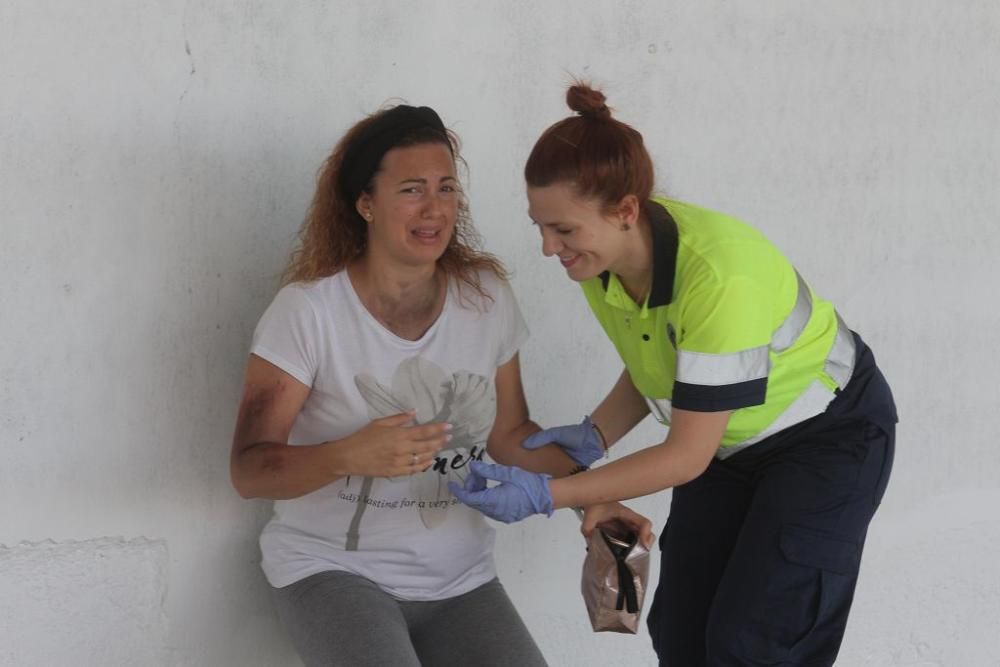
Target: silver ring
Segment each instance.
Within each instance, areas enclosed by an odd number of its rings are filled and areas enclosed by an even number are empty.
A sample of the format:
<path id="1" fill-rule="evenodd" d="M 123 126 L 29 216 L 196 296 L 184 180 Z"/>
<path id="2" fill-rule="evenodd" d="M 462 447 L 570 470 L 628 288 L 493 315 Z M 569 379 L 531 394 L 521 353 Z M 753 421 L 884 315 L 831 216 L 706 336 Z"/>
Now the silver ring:
<path id="1" fill-rule="evenodd" d="M 417 456 L 416 454 L 411 455 L 411 457 L 410 457 L 410 465 L 411 466 L 415 466 L 419 462 L 420 462 L 420 457 L 419 456 Z"/>

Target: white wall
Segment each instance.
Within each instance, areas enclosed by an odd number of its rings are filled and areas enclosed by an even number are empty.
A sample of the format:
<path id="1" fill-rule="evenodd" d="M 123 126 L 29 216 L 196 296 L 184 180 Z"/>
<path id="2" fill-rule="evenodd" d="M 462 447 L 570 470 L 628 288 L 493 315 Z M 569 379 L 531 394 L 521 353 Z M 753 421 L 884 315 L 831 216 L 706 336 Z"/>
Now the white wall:
<path id="1" fill-rule="evenodd" d="M 1000 663 L 998 34 L 987 0 L 0 3 L 0 664 L 296 664 L 229 437 L 315 171 L 390 98 L 465 141 L 536 418 L 596 403 L 618 362 L 520 181 L 569 73 L 663 190 L 783 247 L 893 384 L 840 664 Z M 653 664 L 645 635 L 589 631 L 575 531 L 500 531 L 528 625 L 554 665 Z"/>

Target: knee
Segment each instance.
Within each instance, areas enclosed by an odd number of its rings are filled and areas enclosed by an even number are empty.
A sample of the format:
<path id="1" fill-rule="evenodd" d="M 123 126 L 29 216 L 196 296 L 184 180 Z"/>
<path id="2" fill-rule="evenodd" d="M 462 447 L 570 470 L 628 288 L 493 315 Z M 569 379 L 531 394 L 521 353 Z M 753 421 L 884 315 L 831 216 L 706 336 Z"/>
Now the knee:
<path id="1" fill-rule="evenodd" d="M 813 602 L 801 608 L 760 603 L 745 599 L 712 608 L 705 626 L 706 665 L 798 664 L 791 660 L 793 648 L 812 625 Z"/>
<path id="2" fill-rule="evenodd" d="M 799 587 L 795 599 L 713 608 L 705 628 L 705 664 L 832 665 L 849 604 L 831 595 L 830 577 L 826 579 L 826 590 L 821 585 Z"/>

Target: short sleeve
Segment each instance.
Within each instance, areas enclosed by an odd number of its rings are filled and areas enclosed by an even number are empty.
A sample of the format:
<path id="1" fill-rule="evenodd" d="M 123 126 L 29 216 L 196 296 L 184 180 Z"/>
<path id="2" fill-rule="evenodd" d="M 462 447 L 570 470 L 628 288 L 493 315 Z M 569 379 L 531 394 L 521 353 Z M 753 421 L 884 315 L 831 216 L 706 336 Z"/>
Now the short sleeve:
<path id="1" fill-rule="evenodd" d="M 319 366 L 319 319 L 306 292 L 287 285 L 257 323 L 250 352 L 312 387 Z"/>
<path id="2" fill-rule="evenodd" d="M 528 340 L 528 325 L 524 322 L 521 308 L 514 298 L 514 291 L 506 280 L 497 280 L 494 290 L 494 312 L 496 326 L 501 332 L 497 345 L 496 366 L 499 368 L 514 358 L 524 342 Z"/>
<path id="3" fill-rule="evenodd" d="M 699 288 L 680 318 L 673 405 L 720 412 L 761 405 L 767 397 L 772 299 L 736 277 Z"/>

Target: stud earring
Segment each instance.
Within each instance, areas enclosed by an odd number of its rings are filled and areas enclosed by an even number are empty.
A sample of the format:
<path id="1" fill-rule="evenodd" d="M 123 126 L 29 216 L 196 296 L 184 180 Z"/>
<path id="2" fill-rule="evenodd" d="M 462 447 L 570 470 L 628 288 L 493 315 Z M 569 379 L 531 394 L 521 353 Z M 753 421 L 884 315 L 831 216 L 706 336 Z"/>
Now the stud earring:
<path id="1" fill-rule="evenodd" d="M 632 229 L 632 225 L 628 224 L 627 222 L 622 225 L 623 232 L 627 232 L 630 229 Z"/>

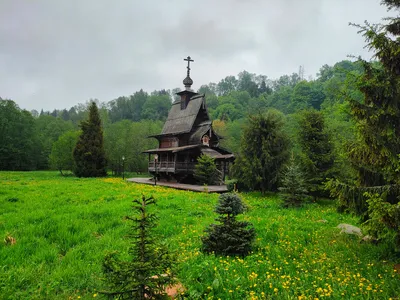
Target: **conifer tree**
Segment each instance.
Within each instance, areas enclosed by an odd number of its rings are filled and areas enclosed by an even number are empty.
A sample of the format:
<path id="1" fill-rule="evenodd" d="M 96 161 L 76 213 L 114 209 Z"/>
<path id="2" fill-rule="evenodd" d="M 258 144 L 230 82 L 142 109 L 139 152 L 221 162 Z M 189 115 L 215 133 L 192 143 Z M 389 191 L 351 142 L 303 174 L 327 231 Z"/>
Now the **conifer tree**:
<path id="1" fill-rule="evenodd" d="M 299 142 L 303 152 L 302 164 L 310 192 L 321 196 L 324 182 L 331 177 L 334 164 L 333 144 L 325 129 L 320 111 L 305 110 L 300 114 Z"/>
<path id="2" fill-rule="evenodd" d="M 195 165 L 194 169 L 194 178 L 200 184 L 213 185 L 220 183 L 222 178 L 220 171 L 215 165 L 215 159 L 208 155 L 202 154 L 197 159 L 197 164 Z"/>
<path id="3" fill-rule="evenodd" d="M 220 216 L 219 224 L 211 224 L 202 237 L 202 251 L 220 255 L 245 256 L 250 253 L 255 239 L 251 223 L 237 221 L 236 216 L 243 213 L 244 204 L 237 194 L 226 193 L 219 196 L 215 212 Z"/>
<path id="4" fill-rule="evenodd" d="M 107 175 L 103 129 L 95 102 L 89 106 L 89 119 L 80 124 L 82 133 L 74 149 L 75 169 L 78 177 L 102 177 Z"/>
<path id="5" fill-rule="evenodd" d="M 149 212 L 155 205 L 153 197 L 133 200 L 132 209 L 138 216 L 126 217 L 132 221 L 131 260 L 119 259 L 117 252 L 106 255 L 103 273 L 110 287 L 103 293 L 115 299 L 162 299 L 165 287 L 174 282 L 171 269 L 173 259 L 165 246 L 154 235 L 157 217 Z"/>
<path id="6" fill-rule="evenodd" d="M 400 10 L 399 0 L 382 4 Z M 400 16 L 388 20 L 384 25 L 356 25 L 378 59 L 359 59 L 364 72 L 356 84 L 364 99 L 348 99 L 358 129 L 358 139 L 349 147 L 358 180 L 328 186 L 344 207 L 363 215 L 371 234 L 390 237 L 400 250 Z"/>
<path id="7" fill-rule="evenodd" d="M 283 205 L 285 207 L 300 206 L 306 200 L 308 191 L 304 174 L 299 165 L 296 164 L 293 155 L 283 173 L 282 187 L 279 190 L 284 194 Z"/>
<path id="8" fill-rule="evenodd" d="M 249 117 L 233 166 L 239 184 L 262 193 L 277 189 L 280 171 L 289 158 L 283 125 L 282 113 L 274 109 Z"/>

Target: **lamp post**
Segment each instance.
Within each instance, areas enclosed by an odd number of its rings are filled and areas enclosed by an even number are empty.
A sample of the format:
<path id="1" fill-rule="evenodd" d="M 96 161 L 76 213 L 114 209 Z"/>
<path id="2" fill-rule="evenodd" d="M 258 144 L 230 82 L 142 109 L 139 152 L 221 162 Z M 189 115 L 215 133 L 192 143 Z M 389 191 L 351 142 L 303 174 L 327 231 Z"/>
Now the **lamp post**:
<path id="1" fill-rule="evenodd" d="M 158 161 L 158 154 L 154 154 L 154 167 L 155 167 L 154 185 L 157 185 L 157 161 Z"/>
<path id="2" fill-rule="evenodd" d="M 125 180 L 125 156 L 122 156 L 122 180 Z"/>

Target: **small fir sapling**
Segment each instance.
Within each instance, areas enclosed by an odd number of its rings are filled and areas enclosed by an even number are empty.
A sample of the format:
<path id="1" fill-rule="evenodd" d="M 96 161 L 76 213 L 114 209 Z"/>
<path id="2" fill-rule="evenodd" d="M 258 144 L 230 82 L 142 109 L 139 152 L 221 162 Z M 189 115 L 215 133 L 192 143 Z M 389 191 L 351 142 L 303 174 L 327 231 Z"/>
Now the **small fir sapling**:
<path id="1" fill-rule="evenodd" d="M 215 159 L 202 154 L 195 165 L 194 178 L 200 184 L 215 185 L 222 180 L 220 171 L 218 170 Z"/>
<path id="2" fill-rule="evenodd" d="M 216 221 L 205 230 L 202 237 L 202 251 L 218 255 L 245 256 L 252 250 L 256 233 L 251 223 L 238 221 L 236 216 L 243 213 L 245 207 L 237 194 L 226 193 L 219 196 L 215 212 Z"/>
<path id="3" fill-rule="evenodd" d="M 133 200 L 137 216 L 126 217 L 132 222 L 129 254 L 122 261 L 117 252 L 106 255 L 103 273 L 109 290 L 105 295 L 115 299 L 165 299 L 165 288 L 174 282 L 171 274 L 173 258 L 154 235 L 157 217 L 148 206 L 156 204 L 153 197 Z"/>
<path id="4" fill-rule="evenodd" d="M 307 199 L 307 187 L 304 174 L 296 164 L 293 155 L 283 173 L 282 187 L 279 190 L 283 193 L 283 206 L 301 206 Z"/>

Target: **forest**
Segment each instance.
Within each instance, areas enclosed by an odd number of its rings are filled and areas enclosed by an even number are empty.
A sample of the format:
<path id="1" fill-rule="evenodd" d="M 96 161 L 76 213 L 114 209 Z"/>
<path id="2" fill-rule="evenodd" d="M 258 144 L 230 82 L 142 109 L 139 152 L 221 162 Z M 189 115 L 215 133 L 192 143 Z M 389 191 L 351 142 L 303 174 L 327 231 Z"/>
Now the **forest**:
<path id="1" fill-rule="evenodd" d="M 353 138 L 354 124 L 345 99 L 362 97 L 355 83 L 361 72 L 359 62 L 348 60 L 322 66 L 316 79 L 309 80 L 298 73 L 270 80 L 265 75 L 243 71 L 237 76 L 226 76 L 218 83 L 204 84 L 197 92 L 206 95 L 213 126 L 224 138 L 221 146 L 234 153 L 238 151 L 243 125 L 249 115 L 270 108 L 284 113 L 285 129 L 296 152 L 295 129 L 299 114 L 311 108 L 320 111 L 336 146 L 337 168 L 346 172 L 348 170 L 342 168 L 346 165 L 342 146 Z M 65 155 L 57 152 L 60 148 L 71 149 L 68 141 L 78 135 L 80 122 L 87 118 L 88 105 L 95 101 L 101 115 L 109 169 L 118 173 L 124 156 L 127 171 L 146 172 L 147 158 L 141 152 L 156 145 L 155 140 L 147 136 L 161 131 L 178 91 L 179 88 L 151 93 L 140 90 L 109 102 L 91 99 L 52 112 L 28 112 L 18 107 L 17 99 L 1 99 L 0 169 L 70 170 L 65 162 L 60 165 L 51 158 Z"/>

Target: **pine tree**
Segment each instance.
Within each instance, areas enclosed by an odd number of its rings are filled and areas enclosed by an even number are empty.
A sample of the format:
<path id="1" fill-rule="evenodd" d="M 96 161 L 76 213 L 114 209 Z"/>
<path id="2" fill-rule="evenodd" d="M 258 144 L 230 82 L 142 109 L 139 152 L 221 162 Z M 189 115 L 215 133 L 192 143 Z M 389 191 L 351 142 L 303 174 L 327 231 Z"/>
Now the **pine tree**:
<path id="1" fill-rule="evenodd" d="M 335 161 L 324 116 L 316 110 L 305 110 L 300 114 L 299 127 L 302 164 L 309 190 L 314 196 L 324 195 L 324 182 L 333 175 Z"/>
<path id="2" fill-rule="evenodd" d="M 250 116 L 243 130 L 233 174 L 249 189 L 276 190 L 279 173 L 289 158 L 289 139 L 277 110 Z"/>
<path id="3" fill-rule="evenodd" d="M 220 224 L 211 224 L 205 230 L 202 251 L 220 255 L 249 254 L 256 234 L 251 223 L 236 220 L 243 211 L 244 204 L 237 194 L 221 194 L 215 208 L 220 215 L 216 221 Z"/>
<path id="4" fill-rule="evenodd" d="M 215 159 L 202 154 L 197 159 L 197 164 L 194 169 L 194 178 L 200 184 L 214 185 L 219 184 L 222 180 L 220 171 L 215 165 Z"/>
<path id="5" fill-rule="evenodd" d="M 117 252 L 106 255 L 103 273 L 110 291 L 104 291 L 104 294 L 116 299 L 162 299 L 165 287 L 174 282 L 171 274 L 173 259 L 153 232 L 157 217 L 148 210 L 155 204 L 153 197 L 133 200 L 132 208 L 139 215 L 126 217 L 132 221 L 128 236 L 132 240 L 131 260 L 120 260 Z"/>
<path id="6" fill-rule="evenodd" d="M 74 149 L 75 169 L 78 177 L 102 177 L 107 175 L 103 129 L 95 102 L 89 106 L 89 119 L 80 124 L 82 134 Z"/>
<path id="7" fill-rule="evenodd" d="M 308 193 L 304 174 L 296 164 L 294 156 L 290 158 L 282 178 L 282 187 L 279 190 L 284 194 L 285 207 L 300 206 L 306 200 Z"/>

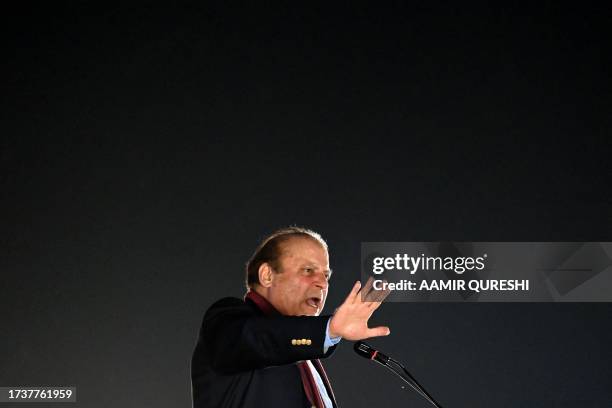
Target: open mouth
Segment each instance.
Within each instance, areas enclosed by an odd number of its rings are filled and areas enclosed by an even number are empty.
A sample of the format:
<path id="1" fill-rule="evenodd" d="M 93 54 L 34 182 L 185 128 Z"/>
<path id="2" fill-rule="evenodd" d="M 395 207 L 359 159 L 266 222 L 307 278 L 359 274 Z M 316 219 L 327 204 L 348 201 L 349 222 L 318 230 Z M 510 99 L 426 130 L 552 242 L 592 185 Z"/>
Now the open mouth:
········
#### Description of the task
Scan the listing above and identify each line holding the string "open"; copy every such line.

#### Output for this task
Target: open mouth
Now the open mouth:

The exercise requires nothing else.